> WHAT YOU SHOULD DO:
Among the entries below, find the lines holding "with" and copy them.

[Excerpts from a dataset]
-- -- --

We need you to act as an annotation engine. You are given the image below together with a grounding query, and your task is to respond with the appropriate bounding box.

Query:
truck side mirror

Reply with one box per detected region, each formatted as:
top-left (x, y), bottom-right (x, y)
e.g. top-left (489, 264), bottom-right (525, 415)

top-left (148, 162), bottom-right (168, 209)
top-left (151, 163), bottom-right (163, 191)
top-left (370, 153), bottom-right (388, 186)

-- -- --

> YOUR RESPONSE:
We need you to act as an annotation engine. You are given the image below together with a grounding query, and your task is to respond with the appropriate bounding box.
Reply with one box per detected region, each formatted as:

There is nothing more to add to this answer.